What you return must match the entries exactly, except that the pictures are gone.
Segment Open
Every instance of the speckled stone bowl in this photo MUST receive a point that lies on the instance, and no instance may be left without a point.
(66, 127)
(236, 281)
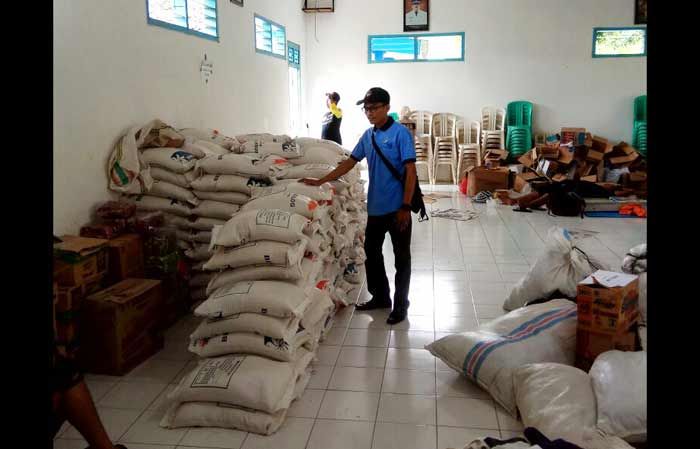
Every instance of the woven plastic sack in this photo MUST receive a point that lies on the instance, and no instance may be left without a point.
(489, 355)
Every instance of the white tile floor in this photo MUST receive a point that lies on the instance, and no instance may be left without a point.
(374, 385)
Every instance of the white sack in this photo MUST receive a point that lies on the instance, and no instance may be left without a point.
(620, 386)
(173, 159)
(560, 267)
(246, 381)
(223, 197)
(262, 252)
(165, 189)
(488, 356)
(215, 209)
(287, 201)
(266, 224)
(274, 298)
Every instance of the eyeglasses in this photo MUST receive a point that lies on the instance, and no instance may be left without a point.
(367, 109)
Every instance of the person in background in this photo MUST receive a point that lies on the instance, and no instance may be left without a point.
(388, 202)
(332, 119)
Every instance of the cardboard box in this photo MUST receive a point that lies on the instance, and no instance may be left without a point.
(82, 270)
(607, 301)
(590, 344)
(120, 326)
(125, 258)
(484, 179)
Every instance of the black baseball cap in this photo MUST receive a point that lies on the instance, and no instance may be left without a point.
(333, 96)
(375, 95)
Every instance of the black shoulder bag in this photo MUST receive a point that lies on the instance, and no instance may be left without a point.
(417, 204)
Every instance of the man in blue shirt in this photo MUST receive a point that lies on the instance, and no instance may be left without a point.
(388, 202)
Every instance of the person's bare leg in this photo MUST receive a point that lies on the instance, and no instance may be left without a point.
(79, 409)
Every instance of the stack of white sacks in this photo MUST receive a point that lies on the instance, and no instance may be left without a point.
(272, 261)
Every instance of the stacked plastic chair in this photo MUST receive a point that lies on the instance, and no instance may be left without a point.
(519, 131)
(468, 145)
(423, 141)
(445, 142)
(639, 131)
(492, 128)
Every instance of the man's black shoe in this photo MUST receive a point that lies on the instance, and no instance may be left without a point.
(373, 304)
(396, 316)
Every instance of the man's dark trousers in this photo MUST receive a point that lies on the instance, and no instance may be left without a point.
(377, 282)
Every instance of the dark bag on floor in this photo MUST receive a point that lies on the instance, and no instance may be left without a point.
(417, 204)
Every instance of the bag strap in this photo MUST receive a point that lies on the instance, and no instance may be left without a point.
(388, 164)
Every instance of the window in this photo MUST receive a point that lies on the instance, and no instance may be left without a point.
(416, 48)
(293, 59)
(619, 42)
(270, 37)
(197, 17)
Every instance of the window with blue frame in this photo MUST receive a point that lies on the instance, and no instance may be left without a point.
(619, 42)
(270, 37)
(416, 47)
(197, 17)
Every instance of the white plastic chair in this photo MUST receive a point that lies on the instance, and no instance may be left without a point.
(469, 145)
(493, 121)
(423, 141)
(445, 142)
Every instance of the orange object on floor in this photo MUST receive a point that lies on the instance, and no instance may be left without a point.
(633, 209)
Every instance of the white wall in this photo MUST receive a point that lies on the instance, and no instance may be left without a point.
(112, 71)
(537, 50)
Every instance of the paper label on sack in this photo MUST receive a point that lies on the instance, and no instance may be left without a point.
(609, 279)
(275, 218)
(217, 373)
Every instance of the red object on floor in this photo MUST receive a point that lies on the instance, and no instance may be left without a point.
(463, 186)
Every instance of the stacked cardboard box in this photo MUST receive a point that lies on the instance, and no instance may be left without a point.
(607, 314)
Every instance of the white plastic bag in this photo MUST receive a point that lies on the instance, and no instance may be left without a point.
(620, 386)
(560, 267)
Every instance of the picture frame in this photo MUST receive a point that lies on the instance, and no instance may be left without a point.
(640, 12)
(416, 15)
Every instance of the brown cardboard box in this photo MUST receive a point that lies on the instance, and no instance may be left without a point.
(119, 326)
(480, 179)
(125, 258)
(590, 344)
(607, 302)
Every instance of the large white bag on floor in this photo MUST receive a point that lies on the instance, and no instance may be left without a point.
(286, 171)
(262, 252)
(148, 202)
(218, 414)
(223, 183)
(174, 159)
(247, 381)
(287, 201)
(620, 386)
(558, 400)
(266, 224)
(239, 164)
(215, 209)
(560, 267)
(194, 223)
(274, 298)
(322, 194)
(253, 344)
(488, 356)
(211, 135)
(161, 174)
(288, 150)
(255, 273)
(223, 197)
(165, 189)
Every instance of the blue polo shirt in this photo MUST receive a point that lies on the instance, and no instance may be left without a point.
(385, 192)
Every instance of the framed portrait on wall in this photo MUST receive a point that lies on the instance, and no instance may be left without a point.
(416, 15)
(640, 12)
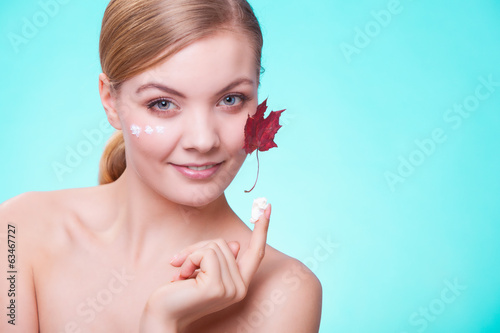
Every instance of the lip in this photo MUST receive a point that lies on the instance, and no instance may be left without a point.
(197, 174)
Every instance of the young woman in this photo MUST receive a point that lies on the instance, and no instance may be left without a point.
(156, 247)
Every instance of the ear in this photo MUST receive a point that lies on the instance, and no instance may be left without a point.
(108, 100)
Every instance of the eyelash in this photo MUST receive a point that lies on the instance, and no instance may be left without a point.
(151, 105)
Segment Closed
▶ **Written answer**
Every instance of the speckled stone bowl in this photo MUST receive a point that lies on the instance, and no instance may be left without a point.
(66, 127)
(236, 281)
Every instance of the woven plastic sack in this photo MUST receive a point that lies on the instance, and no instance may be left without a point.
(489, 355)
Every instance of the white tile floor in this photo MUST receive a point that lies on the instance, and no instance may be left without a point.
(374, 385)
Every instance of the white sack in this photo MUST receive a point that lies on the instance, and no instance may be left without a point.
(620, 386)
(173, 159)
(560, 267)
(246, 381)
(223, 197)
(262, 252)
(165, 189)
(488, 356)
(215, 209)
(287, 201)
(266, 224)
(274, 298)
Every instance of the eyeglasses in this photo MUST receive a point that lies on the instance, and no instance may be left without a point.
(367, 109)
Every instance of the person in background in this photo MUST receive a point that lies on the instance, and no instance may be left without a point.
(388, 202)
(332, 119)
Every instance of the cardboard box in this photo MUST receive a point that lies on the instance, and no instance may be left without a point.
(82, 270)
(607, 301)
(590, 344)
(120, 326)
(125, 258)
(484, 179)
Every instance of the black baseball cap in this photo MUST receive a point that lies on the instance, and no instance may be left without a point.
(333, 96)
(375, 95)
Every instance of the black shoulder bag in this photo MUST receive a point that lies on the instance, and no instance may be left without a point.
(417, 204)
Every instance of the man in blue shirt in this photo MUST receive a point that lies on the instance, and no instance may be left without a point.
(388, 202)
Every instance of the person's bare leg in this photo MUST receive a point that lies on the instance, and no instance may be left without a point.
(79, 409)
Every instance of the stack of white sacks in this photo MUST receive a point that lies on the instance, and no instance may be left without a point.
(272, 261)
Every instance of the stacked plastic chair in this photo MUST receive a point that lies on the instance, and no instance may be left without a point.
(519, 131)
(468, 145)
(423, 141)
(445, 142)
(639, 131)
(492, 128)
Every instance of the man's black shoe in this photo MUST receive a point that lies on the instance, and no instance may be left without a point.
(373, 304)
(396, 316)
Every instance of the man's dark trousers in this photo MUST receive a point that lies on the instance, and no instance may be left without a point.
(377, 282)
Every instance of the dark bag on floor in this photo MUST receive a point that lies on the instance, and no instance may be left without a point.
(417, 204)
Every instance of the bag strap in this photo MUST receive a point that lies on the instance, and no instance may be left without a point.
(388, 164)
Every instance of the window in this photo MUST receive a point that lies on the instance, and no instance may be left without a point.
(416, 48)
(293, 59)
(619, 42)
(270, 37)
(197, 17)
Every instance of the window with blue frame in this photo MUST receive a point that lies on the instance, and no instance may be left without a point.
(619, 42)
(270, 37)
(416, 47)
(197, 17)
Every instance of the white plastic chair in this photo MUST receive a point that lies on the instance, and no instance may be left without a point.
(469, 145)
(493, 121)
(423, 141)
(445, 142)
Every instance of the orange object on floor in this photo MUST receive a point that lies on the instance, and no instance may be left without a point.
(633, 209)
Every instance of the white wall in this photo MUST receive a point that lies on the instance, and no instance may be left without a point.
(112, 71)
(537, 50)
Every instance of the paper label on sack in this photo MUST receive a point that lies on the instance, and no instance may be left without a point.
(609, 279)
(275, 218)
(217, 373)
Every instance of the red object on floor in this photo MUST receive a point that lies on the instance, and no instance may be left without a point.
(463, 186)
Every instance of the stacked cardboard box in this photo MUST receive a point that lies on the instance, and no instance may be left without a point.
(607, 314)
Every instance of the white plastic bag in this photo MUST receive a point that lies on the instance, and no instance may be left without a point.
(620, 386)
(560, 267)
Every instance of the picture frame in this photo MUST receive a point that lies on the instance, and no instance may be left without a point.
(640, 12)
(416, 15)
Every instance of the brown cardboard box in this photo MUST receive a point that lies on the instance, and no instance may be left without a point.
(119, 326)
(480, 179)
(125, 258)
(590, 344)
(607, 302)
Every instance of the large white bag on floor in this photo MUST receive a point that lies on the instance, and no instance may be left without a point.
(286, 171)
(262, 252)
(148, 202)
(218, 414)
(223, 183)
(174, 159)
(247, 381)
(287, 201)
(620, 386)
(558, 400)
(266, 224)
(239, 164)
(215, 209)
(560, 267)
(194, 223)
(274, 298)
(322, 194)
(253, 344)
(488, 356)
(211, 135)
(161, 174)
(288, 150)
(255, 273)
(223, 197)
(165, 189)
Every instance of the blue polo shirt in this photo MUST receive a point that lies on the instance, and no instance may be left without a point.
(385, 192)
Every instance of the framed portrait on wall in this photo MUST receive a point that lies on the instance, and no instance may be left without a point.
(416, 15)
(640, 12)
Every instance of the lip in this photo MUST receive a point that lies on the instance, and no instance may be left without a point.
(197, 174)
Every instance of the young woman in this photo MUST receive a point that lies on the instance, and no instance may be left without a point.
(156, 247)
Every instance of the ear in this photo MUST receive a point that lies on the instance, and no instance may be left without a point.
(108, 100)
Every instance of the eyelash in this photo MUST receive a point that lies on the instance, and no instance may be left without a point.
(151, 105)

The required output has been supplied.